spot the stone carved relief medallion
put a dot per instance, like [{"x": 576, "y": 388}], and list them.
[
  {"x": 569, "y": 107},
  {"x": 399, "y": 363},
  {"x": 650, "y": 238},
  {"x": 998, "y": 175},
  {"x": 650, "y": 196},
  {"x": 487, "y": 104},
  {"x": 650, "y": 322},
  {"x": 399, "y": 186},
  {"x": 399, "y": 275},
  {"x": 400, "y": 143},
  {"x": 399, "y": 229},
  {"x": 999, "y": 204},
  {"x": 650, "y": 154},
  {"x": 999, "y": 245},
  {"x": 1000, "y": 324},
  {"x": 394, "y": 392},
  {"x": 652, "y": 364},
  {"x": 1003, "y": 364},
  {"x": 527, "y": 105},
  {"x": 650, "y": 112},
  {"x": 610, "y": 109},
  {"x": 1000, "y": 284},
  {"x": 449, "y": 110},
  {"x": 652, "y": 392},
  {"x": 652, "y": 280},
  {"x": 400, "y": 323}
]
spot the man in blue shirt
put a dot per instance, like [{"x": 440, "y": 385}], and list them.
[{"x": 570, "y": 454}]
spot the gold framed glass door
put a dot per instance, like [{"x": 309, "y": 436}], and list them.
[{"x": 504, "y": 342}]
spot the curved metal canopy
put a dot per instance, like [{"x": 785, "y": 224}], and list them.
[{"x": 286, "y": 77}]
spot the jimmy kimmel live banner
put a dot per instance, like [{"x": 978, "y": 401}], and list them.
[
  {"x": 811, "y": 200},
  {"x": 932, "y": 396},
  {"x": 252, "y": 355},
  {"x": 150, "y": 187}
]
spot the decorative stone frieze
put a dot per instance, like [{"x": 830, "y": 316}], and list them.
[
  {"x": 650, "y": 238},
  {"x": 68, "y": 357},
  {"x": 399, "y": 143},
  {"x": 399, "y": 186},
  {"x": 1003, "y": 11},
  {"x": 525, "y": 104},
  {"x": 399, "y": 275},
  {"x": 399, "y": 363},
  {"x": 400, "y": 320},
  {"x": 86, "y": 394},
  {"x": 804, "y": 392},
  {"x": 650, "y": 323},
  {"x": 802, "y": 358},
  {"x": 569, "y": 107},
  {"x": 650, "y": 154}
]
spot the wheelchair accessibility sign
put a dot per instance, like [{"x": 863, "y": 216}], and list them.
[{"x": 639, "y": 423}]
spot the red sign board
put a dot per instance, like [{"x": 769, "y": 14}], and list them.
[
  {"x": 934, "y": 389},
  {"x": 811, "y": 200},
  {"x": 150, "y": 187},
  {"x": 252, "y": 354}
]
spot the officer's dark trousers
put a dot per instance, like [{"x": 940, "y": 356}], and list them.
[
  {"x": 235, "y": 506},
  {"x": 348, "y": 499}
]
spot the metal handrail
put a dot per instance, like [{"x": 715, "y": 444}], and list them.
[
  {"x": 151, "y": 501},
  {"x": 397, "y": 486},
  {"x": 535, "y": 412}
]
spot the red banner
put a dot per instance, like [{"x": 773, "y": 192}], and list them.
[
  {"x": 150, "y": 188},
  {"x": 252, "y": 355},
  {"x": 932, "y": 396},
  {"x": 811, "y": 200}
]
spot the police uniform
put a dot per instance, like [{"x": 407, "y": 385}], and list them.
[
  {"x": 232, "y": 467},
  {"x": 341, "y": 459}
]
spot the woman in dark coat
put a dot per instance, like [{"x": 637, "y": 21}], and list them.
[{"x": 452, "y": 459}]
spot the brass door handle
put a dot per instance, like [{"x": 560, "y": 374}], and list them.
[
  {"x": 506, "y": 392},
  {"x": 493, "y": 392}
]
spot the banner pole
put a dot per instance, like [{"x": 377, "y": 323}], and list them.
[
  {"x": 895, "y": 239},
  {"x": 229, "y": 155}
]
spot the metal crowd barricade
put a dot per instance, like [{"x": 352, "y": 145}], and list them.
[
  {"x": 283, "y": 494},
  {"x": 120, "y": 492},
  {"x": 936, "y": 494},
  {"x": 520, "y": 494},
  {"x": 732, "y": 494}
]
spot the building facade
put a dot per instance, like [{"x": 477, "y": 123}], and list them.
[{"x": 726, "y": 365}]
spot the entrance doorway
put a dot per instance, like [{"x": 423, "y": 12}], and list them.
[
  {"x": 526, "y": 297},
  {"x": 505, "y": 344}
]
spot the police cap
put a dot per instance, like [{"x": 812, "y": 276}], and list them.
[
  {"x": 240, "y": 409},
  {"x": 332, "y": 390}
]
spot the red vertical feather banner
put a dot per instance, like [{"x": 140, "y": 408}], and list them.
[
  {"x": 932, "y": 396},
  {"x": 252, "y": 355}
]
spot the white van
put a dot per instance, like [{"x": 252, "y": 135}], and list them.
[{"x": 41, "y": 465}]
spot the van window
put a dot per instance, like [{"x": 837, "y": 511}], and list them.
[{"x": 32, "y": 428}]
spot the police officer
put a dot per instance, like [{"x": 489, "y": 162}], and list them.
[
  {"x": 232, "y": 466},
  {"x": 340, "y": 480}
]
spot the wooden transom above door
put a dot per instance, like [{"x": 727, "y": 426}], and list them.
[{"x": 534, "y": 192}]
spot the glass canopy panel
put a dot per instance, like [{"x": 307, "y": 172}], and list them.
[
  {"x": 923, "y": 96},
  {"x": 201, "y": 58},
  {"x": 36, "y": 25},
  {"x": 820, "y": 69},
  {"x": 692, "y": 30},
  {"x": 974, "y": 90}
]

* * *

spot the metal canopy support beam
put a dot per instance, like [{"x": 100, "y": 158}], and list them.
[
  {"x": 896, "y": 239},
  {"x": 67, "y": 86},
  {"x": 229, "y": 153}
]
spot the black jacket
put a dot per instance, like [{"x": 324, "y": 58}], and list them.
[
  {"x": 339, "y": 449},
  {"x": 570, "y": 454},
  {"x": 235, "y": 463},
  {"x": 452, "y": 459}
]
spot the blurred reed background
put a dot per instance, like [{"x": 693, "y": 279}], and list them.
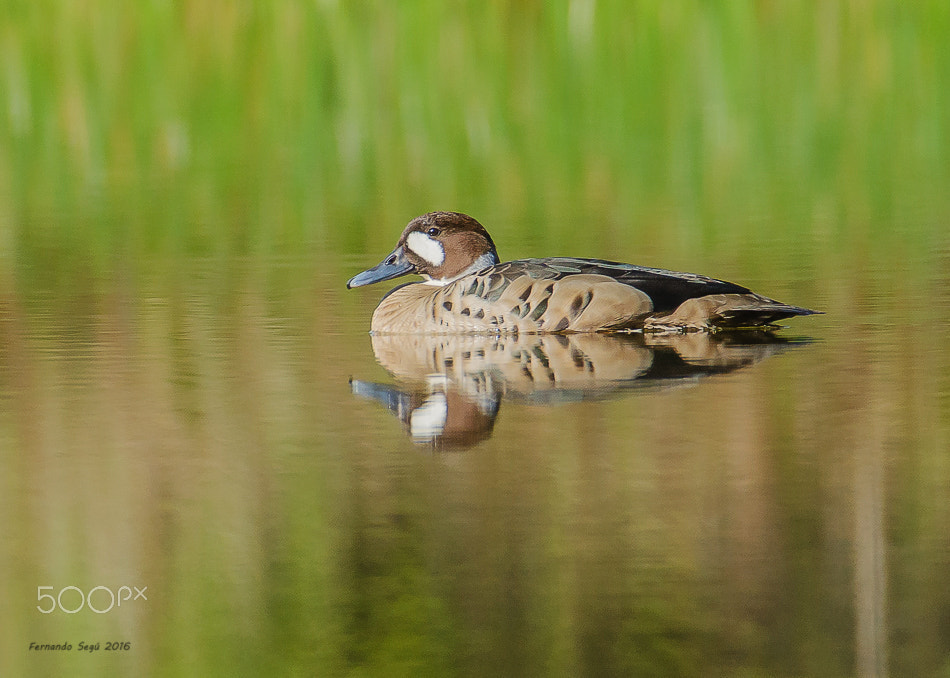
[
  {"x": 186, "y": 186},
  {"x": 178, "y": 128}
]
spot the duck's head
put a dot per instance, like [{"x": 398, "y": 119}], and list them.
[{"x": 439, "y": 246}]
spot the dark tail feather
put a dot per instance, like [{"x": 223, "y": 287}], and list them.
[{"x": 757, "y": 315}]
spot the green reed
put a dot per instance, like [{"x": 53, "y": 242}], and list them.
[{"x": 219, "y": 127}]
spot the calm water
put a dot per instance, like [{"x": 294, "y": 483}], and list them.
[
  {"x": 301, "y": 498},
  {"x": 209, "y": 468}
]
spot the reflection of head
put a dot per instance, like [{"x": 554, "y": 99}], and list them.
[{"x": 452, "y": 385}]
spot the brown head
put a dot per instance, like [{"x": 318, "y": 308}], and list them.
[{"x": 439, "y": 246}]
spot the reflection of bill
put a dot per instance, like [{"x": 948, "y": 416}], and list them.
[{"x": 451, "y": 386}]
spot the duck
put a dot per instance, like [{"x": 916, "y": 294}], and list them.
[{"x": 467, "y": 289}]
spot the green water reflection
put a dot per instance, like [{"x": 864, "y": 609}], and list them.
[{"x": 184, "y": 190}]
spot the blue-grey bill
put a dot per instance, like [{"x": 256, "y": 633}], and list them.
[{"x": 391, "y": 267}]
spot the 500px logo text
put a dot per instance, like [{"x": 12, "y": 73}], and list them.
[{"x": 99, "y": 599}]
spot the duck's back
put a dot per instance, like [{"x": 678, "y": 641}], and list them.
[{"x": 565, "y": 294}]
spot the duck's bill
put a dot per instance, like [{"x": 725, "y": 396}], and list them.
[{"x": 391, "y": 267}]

* * *

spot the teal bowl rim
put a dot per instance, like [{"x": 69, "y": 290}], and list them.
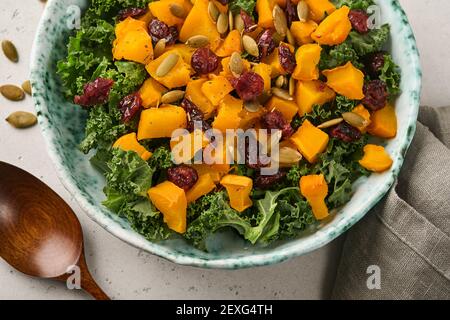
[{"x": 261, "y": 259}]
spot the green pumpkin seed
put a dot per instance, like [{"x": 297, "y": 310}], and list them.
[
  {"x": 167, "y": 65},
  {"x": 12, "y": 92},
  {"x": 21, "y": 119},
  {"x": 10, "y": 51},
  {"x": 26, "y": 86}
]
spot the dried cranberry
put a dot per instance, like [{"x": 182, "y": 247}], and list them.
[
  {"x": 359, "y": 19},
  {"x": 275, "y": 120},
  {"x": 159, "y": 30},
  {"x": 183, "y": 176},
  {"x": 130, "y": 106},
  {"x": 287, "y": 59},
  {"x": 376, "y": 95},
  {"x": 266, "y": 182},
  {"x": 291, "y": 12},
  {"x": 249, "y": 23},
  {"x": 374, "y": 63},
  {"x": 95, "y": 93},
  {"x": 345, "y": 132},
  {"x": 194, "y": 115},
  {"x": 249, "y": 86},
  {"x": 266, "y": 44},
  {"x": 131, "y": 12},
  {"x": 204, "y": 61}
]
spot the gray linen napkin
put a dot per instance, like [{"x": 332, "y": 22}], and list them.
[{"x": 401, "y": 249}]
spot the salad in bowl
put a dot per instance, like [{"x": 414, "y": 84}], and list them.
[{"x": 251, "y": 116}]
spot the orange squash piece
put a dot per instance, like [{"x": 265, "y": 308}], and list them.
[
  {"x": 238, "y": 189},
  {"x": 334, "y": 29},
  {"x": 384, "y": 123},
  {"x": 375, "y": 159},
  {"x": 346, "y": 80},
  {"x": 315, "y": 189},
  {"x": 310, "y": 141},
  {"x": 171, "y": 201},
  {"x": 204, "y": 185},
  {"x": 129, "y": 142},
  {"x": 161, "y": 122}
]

## Your objective:
Return word for word the lines above from the line with "spot the white van" to the line with "spot the police officer", including both and leaving out all others.

## Task output:
spot the white van
put a dot per instance, like [{"x": 252, "y": 135}], and list them.
[{"x": 41, "y": 465}]
spot the van window
put a dot per instance, like [{"x": 837, "y": 511}], and list them.
[{"x": 32, "y": 428}]
spot the police officer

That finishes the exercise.